◆ **EXTRACTED MATERIAL**
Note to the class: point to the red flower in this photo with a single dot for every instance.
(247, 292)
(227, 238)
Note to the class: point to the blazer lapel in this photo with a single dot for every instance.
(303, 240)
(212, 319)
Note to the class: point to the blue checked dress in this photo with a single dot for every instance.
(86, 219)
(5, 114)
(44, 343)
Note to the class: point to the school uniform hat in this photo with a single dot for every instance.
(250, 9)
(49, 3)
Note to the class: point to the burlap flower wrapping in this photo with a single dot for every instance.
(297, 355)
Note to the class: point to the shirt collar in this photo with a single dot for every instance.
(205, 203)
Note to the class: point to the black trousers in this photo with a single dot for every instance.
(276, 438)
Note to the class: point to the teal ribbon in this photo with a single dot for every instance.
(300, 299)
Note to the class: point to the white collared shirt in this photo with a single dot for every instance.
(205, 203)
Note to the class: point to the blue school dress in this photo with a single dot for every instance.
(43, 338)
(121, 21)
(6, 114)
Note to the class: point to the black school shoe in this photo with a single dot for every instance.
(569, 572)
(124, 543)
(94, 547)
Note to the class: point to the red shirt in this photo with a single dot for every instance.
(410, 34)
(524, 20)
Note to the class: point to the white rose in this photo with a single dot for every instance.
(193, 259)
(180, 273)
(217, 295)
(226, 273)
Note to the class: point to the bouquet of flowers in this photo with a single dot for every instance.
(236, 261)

...

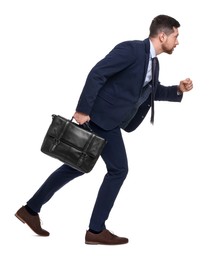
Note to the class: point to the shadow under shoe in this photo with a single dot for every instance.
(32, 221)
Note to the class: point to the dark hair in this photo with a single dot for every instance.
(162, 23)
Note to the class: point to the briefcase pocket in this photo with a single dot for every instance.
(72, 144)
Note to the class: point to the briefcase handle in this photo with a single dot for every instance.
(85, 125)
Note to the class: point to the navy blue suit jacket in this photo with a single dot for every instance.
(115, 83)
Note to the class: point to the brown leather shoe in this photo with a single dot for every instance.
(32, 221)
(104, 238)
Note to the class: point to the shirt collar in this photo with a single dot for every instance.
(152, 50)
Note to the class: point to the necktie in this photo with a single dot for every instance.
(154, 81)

◆ **TASK PROMPT**
How many lines in the data above contain the word "black"? Answer with the number only.

◆ **RESULT FOR THIS TASK**
2